> **Your task**
Could every line of the data be printed exactly as it reads?

Data records:
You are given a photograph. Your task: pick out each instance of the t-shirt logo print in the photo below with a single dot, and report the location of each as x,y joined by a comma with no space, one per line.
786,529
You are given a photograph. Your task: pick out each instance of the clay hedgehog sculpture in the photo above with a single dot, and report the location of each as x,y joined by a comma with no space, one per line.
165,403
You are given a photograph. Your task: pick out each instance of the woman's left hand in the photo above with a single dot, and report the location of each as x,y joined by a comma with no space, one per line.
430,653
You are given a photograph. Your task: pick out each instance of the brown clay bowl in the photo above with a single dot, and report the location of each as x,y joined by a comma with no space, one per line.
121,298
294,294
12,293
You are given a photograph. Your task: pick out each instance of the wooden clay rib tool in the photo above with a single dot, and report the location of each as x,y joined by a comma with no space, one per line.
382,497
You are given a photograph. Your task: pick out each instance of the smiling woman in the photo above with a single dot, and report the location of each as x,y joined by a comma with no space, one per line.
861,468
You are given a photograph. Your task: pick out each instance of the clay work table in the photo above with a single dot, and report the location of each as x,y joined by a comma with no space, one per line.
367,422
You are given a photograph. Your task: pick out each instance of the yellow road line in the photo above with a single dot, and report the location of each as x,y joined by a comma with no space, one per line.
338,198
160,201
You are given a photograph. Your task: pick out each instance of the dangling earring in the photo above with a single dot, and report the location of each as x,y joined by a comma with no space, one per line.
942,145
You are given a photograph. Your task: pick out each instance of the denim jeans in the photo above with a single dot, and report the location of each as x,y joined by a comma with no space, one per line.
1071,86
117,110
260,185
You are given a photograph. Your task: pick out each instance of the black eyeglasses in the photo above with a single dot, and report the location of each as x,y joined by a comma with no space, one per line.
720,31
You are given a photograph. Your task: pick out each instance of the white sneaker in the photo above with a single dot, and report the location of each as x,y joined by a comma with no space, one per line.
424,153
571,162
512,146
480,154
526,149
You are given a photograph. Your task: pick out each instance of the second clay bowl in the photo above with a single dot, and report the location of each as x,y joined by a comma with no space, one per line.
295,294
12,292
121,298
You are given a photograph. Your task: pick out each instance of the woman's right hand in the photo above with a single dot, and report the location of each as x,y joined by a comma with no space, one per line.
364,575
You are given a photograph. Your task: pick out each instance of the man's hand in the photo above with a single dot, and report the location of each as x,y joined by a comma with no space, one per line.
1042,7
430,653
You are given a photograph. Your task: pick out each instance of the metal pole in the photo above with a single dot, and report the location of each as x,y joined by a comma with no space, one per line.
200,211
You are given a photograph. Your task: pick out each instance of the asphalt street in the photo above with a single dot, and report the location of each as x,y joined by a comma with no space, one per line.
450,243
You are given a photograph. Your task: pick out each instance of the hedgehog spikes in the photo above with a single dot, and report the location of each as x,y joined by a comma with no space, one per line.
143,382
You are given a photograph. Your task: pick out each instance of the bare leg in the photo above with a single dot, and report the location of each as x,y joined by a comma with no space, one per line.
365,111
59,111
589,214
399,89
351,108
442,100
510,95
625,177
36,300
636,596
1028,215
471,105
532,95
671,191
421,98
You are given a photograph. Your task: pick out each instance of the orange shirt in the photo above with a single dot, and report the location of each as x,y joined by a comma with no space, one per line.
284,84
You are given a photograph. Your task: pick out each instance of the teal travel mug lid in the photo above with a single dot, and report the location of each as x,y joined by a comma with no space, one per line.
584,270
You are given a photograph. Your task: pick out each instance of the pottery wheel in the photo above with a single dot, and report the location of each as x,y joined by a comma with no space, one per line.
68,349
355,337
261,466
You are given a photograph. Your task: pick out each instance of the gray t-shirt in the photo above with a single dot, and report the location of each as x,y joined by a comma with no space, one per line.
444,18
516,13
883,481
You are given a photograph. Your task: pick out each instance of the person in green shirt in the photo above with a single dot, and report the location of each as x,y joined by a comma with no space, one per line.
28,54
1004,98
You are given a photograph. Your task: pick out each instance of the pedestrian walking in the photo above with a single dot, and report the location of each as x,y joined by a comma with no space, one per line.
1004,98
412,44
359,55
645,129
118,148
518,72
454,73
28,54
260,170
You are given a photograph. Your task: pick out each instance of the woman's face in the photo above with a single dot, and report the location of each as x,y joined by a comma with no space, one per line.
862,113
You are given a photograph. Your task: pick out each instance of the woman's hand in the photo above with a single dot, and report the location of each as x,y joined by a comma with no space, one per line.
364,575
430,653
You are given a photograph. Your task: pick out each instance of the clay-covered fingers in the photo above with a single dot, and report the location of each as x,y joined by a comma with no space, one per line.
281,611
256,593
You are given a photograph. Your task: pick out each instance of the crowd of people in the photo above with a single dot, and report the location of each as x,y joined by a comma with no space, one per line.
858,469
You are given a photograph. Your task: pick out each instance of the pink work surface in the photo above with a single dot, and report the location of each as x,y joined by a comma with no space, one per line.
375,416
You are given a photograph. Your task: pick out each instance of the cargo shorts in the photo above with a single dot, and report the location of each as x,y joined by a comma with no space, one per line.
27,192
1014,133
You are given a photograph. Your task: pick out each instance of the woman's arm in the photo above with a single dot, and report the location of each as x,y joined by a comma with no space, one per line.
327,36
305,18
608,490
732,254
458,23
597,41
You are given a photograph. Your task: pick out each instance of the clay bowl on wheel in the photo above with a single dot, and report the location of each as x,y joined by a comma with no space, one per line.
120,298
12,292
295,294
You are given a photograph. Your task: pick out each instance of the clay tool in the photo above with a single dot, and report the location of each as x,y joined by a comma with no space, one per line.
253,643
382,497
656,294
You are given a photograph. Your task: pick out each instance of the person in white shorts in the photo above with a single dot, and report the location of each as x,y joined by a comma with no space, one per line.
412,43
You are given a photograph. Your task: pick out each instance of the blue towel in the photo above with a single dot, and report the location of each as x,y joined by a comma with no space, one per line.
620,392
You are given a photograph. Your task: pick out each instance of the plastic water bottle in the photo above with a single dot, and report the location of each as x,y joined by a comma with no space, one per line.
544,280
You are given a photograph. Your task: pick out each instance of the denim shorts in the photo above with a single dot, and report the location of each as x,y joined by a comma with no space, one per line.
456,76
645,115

> **Completed task**
You are given a photograph. Your task: pick out each instance of the t-shirt logo print in the photo below with a single dot, and report the location of each as x,y joined by a comma with no space, one per line.
786,529
You are given a photograph. Your task: pick out each instance of the clay hedgehog sculpture in the photo above with a single dot, and report the location of each as x,y joined by a comma with no space, one per line.
165,403
You are given a photograph. Your task: pick out each instance of the woman's left hand in the photo above with a single dot, and report the location of each as x,y joined by a comma with no space, one per line.
430,653
You are given a photograph. Your task: pick out each instance of the brown clay bowl in the photo above with a single dot, and report the location of each as x,y joined by a comma with no space, one per line.
121,298
294,294
12,293
You are given a photograph. Your task: pick out each instance of the wooden clay rib tool in the photo above with a single dot, and report the location of each as x,y joined by a comma with no space, one per line.
382,497
You are given a photograph. Your task: pick out each instance of the smiling woman in the photo above with a single dot, and report the location of each as x,y joined by a comma with no space, one per line.
861,468
You are given a photograph. Your task: pick out each instance of the clay work table in the photo above with a single dot, and report the location of each as x,y joined by a comma with no space, one per line.
367,422
You are given a photograph. Your task: pick out each instance of the yellow road line in the photo above with a single dot, and report the location of each as x,y joined by a comma with no space, one per line.
338,198
160,201
You are given a photograph. Your task: pick out each instance of the dangling earring in the photo above with a single dot, and report the location of each as x,y joined by a comma with no space, one per line.
942,145
You are given a photograph. Your task: pick out each instance of the denim jeans in the photo above with a single dot, and report the location of each as x,y joined by a comma with no space, one per line.
1071,86
117,110
260,185
You are given a photograph. Your task: pick out each instance of the black eyeglasses in the photo above with a single dot, and report the location of each as x,y joined by a comma with no space, one per line.
720,31
You are given a photograph. Your task: pick out each instance of the white sneaker in the photo above with a single dot, and report the location of each as x,y joined by a comma with no space, one per line.
424,153
571,162
512,146
480,154
526,149
You are given a photograph. Your task: pick out each instance of the second clay bowl in the photo above with a single dot, and report the location of each as x,y joined by a comma with no space, one per line.
295,294
12,292
121,298
You are given a photograph. Your task: pick out each instance of the woman's right hand in the photo above with a single dot, and report the location of each as x,y joined by a comma with no space, one per line.
364,575
You are given a photograph. Your task: pick out each instance of the man's hand in the photo above with a single dot, and report the location of each as x,y joined by a comma with no space, one per line.
1042,7
430,653
You are given a photograph. Your task: pick out each instance of the metal pole in the photo above with a single dot, and report the location of each as x,y joined by a comma with no space, one per line.
200,211
You are given a photograph. Your task: pick out each instance of the asphalt street in the photo above with a single dot, and report the location of each as x,y joined by a comma with no space, one per line.
450,243
You are given a photograph. Your task: pick out each instance of the hedgehog spikes in the photo above with a single dot, and report the location of each as x,y joined by a comma with no space, one per line.
143,382
You are given a photograph. Your task: pick out each instance of the bare leg in the photo above with a single dot, and report the location of each as x,y joined by a comma with no space, one per line.
365,111
59,111
589,214
399,89
351,108
442,100
510,95
625,177
36,300
636,596
1028,215
471,105
532,95
671,191
421,98
You are given a photograph. Your task: pick out each instance of the orange shirt in the photo above with a single dot, and report the location of each as x,y joined by a comma with no space, one per line.
284,84
You are given a photograph. Your task: pick out each instance of the teal travel mug lid in the photo above with a single dot, and report the location of each as x,y joined by a comma with no space, one per line.
584,270
You are given a photograph. Your task: pick out each instance of the pottery wheel in the photo above with a single dot, and report the location of each as x,y joined by a comma with no space, one per line.
68,349
355,337
261,466
You are given a photograph. Your task: pick out each instance of the gray t-shirt in the photo above with a single dot, and report the location of each as x,y joined by a comma with no space, one per line.
444,18
516,13
883,481
You are given a photograph. Your task: pick out each instance of the person in green shirt in the photo above with a single dot, and report the location of each as x,y joined by a comma with no space, one per line.
28,54
1004,98
You are given a photograph. Your task: pick out each instance of the pedestrian walking in the photo above with a single dot, and report the location of each as x,y joined by a comma with no space, one per line.
1004,98
412,44
359,55
645,129
118,148
518,72
454,73
28,54
260,170
You are given a photograph. Your task: pick out each instance of the woman's face in the photo above with a single dot, and report the location of each as x,y joined by a comma with no space, one per line.
862,113
You are given a photograph. Your task: pick out each instance of the woman's hand in the photo above with a single dot, and report the location of each as x,y joined by a comma with no space, one per line.
364,575
430,653
You are given a photograph. Your task: pick out each instance of the clay-covered fingers in the photo above with a single dot, and report the location of each as x,y joined by a comma with no space, one per line.
281,611
256,593
You are given a photograph. Your task: pick out each instance of the crowd of people in the photo above with a single dot, and report the location of each as x,y joined by a comma with no space, one per line.
858,469
You are given a photograph. Your task: pick out each instance of the pink work surface in the photo above with a single dot, and report the location of each as x,y joined by a comma with no space, one per line.
375,416
You are given a photograph. Your task: pick out each instance of the cargo shorts in the photo above with a single dot, and report the location of each as x,y joined by a comma with no space, one per line.
27,192
1014,133
You are given a photograph. Your task: pick out each instance of the woman's arm in the photo above with a single dot, and report the location of each as x,y joined by a comma with no space, one per line.
327,36
305,18
608,490
732,254
458,23
597,41
You are given a photograph. Your task: pick out each instance of the clay bowl on wheel in the photo above with a single dot, and report the location of each as x,y joined by a comma with no space, one per line.
120,298
12,292
295,294
You are given a photograph. Your task: pick out each instance of the clay tool in the photo above with a single dot, and report the location of each as x,y joined by a comma with no space, one per line.
253,643
382,497
656,294
You are given a photograph. Your task: pick out each instance of the person in white shorts in the photo above with a single dot, and report the location of each as x,y joined by a comma with no space, one per line.
412,43
You are given a photograph. Your task: pick out each instance of the blue towel in the photo above with a single dot, and report the location of each as x,y joined by a comma with no space, one per line.
620,392
You are given a photograph. Your task: pick out each instance of the plastic water bottle in the photo above with a single dot, and report the location of each as x,y joined by a comma with no space, one per line.
544,280
You are given a photograph. Your task: pick out each instance of the denim shorts in the photo above with a single dot, and report the location of each as x,y joined by a comma with no space, one per line.
456,76
645,115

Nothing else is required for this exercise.